» Source excerpt
Begin

NBC's Katy Tur smacks down GOP Rep who says Trump lies deserve “benefit of the doubt”
While many corporate media figures bear great responsibility for the ascension of Donald Trump, his nascent presidency has also caused some journalists to up their game. One of them has been NBC News’ Katy Tur, who doggedly covered Trump on the campaign trail, despite being directly targeted for harassment by Trump, and has been consistently […]

While many corporate media figures bear great responsibility for the ascension of Donald Trump, his nascent presidency has also caused some journalists to up their game. One of them has been NBC News’ Katy Tur, who doggedly covered Trump on the campaign trail, despite being directly targeted for harassment by Trump, and has been consistently willing to challenge lies from Trump shills.

End

[Photo-based point labeling data]
Begin

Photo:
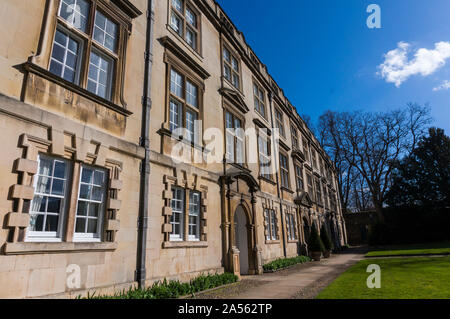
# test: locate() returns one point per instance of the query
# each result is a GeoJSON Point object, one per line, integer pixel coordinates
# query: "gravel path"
{"type": "Point", "coordinates": [303, 281]}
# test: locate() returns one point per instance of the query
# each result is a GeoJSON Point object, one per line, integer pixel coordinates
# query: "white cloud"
{"type": "Point", "coordinates": [397, 68]}
{"type": "Point", "coordinates": [444, 86]}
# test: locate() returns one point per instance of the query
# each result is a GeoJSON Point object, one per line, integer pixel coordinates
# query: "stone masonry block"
{"type": "Point", "coordinates": [167, 211]}
{"type": "Point", "coordinates": [115, 184]}
{"type": "Point", "coordinates": [22, 191]}
{"type": "Point", "coordinates": [167, 228]}
{"type": "Point", "coordinates": [114, 203]}
{"type": "Point", "coordinates": [27, 166]}
{"type": "Point", "coordinates": [113, 225]}
{"type": "Point", "coordinates": [17, 220]}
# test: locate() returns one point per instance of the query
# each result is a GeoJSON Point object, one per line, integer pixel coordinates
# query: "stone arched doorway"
{"type": "Point", "coordinates": [242, 254]}
{"type": "Point", "coordinates": [306, 230]}
{"type": "Point", "coordinates": [242, 239]}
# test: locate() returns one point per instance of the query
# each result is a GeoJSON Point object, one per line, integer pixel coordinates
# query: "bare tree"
{"type": "Point", "coordinates": [365, 147]}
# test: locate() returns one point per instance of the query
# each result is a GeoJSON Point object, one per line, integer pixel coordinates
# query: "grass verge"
{"type": "Point", "coordinates": [172, 289]}
{"type": "Point", "coordinates": [401, 278]}
{"type": "Point", "coordinates": [285, 262]}
{"type": "Point", "coordinates": [418, 249]}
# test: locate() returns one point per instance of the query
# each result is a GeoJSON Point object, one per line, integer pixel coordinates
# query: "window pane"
{"type": "Point", "coordinates": [43, 185]}
{"type": "Point", "coordinates": [178, 4]}
{"type": "Point", "coordinates": [234, 64]}
{"type": "Point", "coordinates": [60, 169]}
{"type": "Point", "coordinates": [191, 38]}
{"type": "Point", "coordinates": [58, 187]}
{"type": "Point", "coordinates": [176, 220]}
{"type": "Point", "coordinates": [105, 31]}
{"type": "Point", "coordinates": [75, 12]}
{"type": "Point", "coordinates": [90, 205]}
{"type": "Point", "coordinates": [39, 203]}
{"type": "Point", "coordinates": [235, 80]}
{"type": "Point", "coordinates": [191, 18]}
{"type": "Point", "coordinates": [226, 55]}
{"type": "Point", "coordinates": [86, 175]}
{"type": "Point", "coordinates": [176, 83]}
{"type": "Point", "coordinates": [65, 55]}
{"type": "Point", "coordinates": [175, 115]}
{"type": "Point", "coordinates": [82, 208]}
{"type": "Point", "coordinates": [51, 223]}
{"type": "Point", "coordinates": [191, 94]}
{"type": "Point", "coordinates": [80, 225]}
{"type": "Point", "coordinates": [45, 211]}
{"type": "Point", "coordinates": [175, 23]}
{"type": "Point", "coordinates": [191, 117]}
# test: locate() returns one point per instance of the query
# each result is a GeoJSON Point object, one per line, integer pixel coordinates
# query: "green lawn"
{"type": "Point", "coordinates": [419, 249]}
{"type": "Point", "coordinates": [401, 278]}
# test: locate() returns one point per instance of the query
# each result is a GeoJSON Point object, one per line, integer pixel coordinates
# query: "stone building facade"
{"type": "Point", "coordinates": [91, 195]}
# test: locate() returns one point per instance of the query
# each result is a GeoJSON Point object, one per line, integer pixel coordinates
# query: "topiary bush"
{"type": "Point", "coordinates": [285, 262]}
{"type": "Point", "coordinates": [326, 238]}
{"type": "Point", "coordinates": [315, 243]}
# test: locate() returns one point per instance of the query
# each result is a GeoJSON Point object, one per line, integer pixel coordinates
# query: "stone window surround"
{"type": "Point", "coordinates": [236, 56]}
{"type": "Point", "coordinates": [260, 88]}
{"type": "Point", "coordinates": [291, 210]}
{"type": "Point", "coordinates": [23, 193]}
{"type": "Point", "coordinates": [172, 61]}
{"type": "Point", "coordinates": [227, 108]}
{"type": "Point", "coordinates": [188, 182]}
{"type": "Point", "coordinates": [287, 171]}
{"type": "Point", "coordinates": [279, 123]}
{"type": "Point", "coordinates": [297, 164]}
{"type": "Point", "coordinates": [192, 6]}
{"type": "Point", "coordinates": [40, 62]}
{"type": "Point", "coordinates": [269, 150]}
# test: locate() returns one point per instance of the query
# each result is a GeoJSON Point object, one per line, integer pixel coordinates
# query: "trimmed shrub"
{"type": "Point", "coordinates": [315, 243]}
{"type": "Point", "coordinates": [326, 238]}
{"type": "Point", "coordinates": [172, 289]}
{"type": "Point", "coordinates": [285, 262]}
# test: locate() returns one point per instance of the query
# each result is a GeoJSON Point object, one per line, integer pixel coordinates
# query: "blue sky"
{"type": "Point", "coordinates": [324, 56]}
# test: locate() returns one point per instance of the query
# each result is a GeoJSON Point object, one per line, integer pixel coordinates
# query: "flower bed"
{"type": "Point", "coordinates": [283, 263]}
{"type": "Point", "coordinates": [172, 289]}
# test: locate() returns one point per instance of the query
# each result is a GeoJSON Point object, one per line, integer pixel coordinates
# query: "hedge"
{"type": "Point", "coordinates": [172, 289]}
{"type": "Point", "coordinates": [285, 262]}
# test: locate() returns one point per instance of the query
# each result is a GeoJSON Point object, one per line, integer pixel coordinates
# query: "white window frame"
{"type": "Point", "coordinates": [80, 57]}
{"type": "Point", "coordinates": [109, 73]}
{"type": "Point", "coordinates": [196, 236]}
{"type": "Point", "coordinates": [264, 156]}
{"type": "Point", "coordinates": [178, 237]}
{"type": "Point", "coordinates": [91, 237]}
{"type": "Point", "coordinates": [43, 236]}
{"type": "Point", "coordinates": [272, 224]}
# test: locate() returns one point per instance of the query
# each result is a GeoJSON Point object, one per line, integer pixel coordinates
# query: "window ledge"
{"type": "Point", "coordinates": [47, 75]}
{"type": "Point", "coordinates": [165, 132]}
{"type": "Point", "coordinates": [185, 244]}
{"type": "Point", "coordinates": [267, 180]}
{"type": "Point", "coordinates": [25, 248]}
{"type": "Point", "coordinates": [183, 41]}
{"type": "Point", "coordinates": [287, 190]}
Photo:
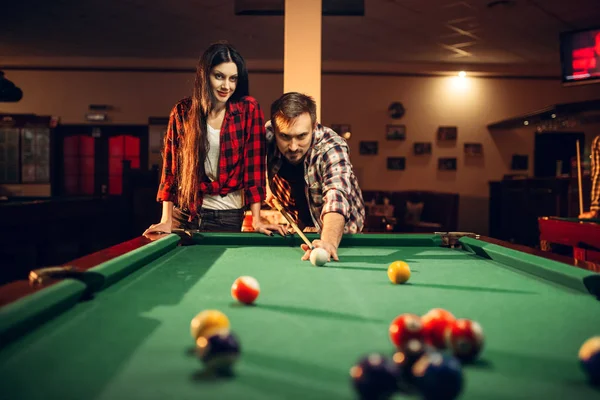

End

» Directive
In the excerpt about Katy Tur, what did Trump do to her while she covered him on the campaign trail?

» In response
He directly targeted her for harassment.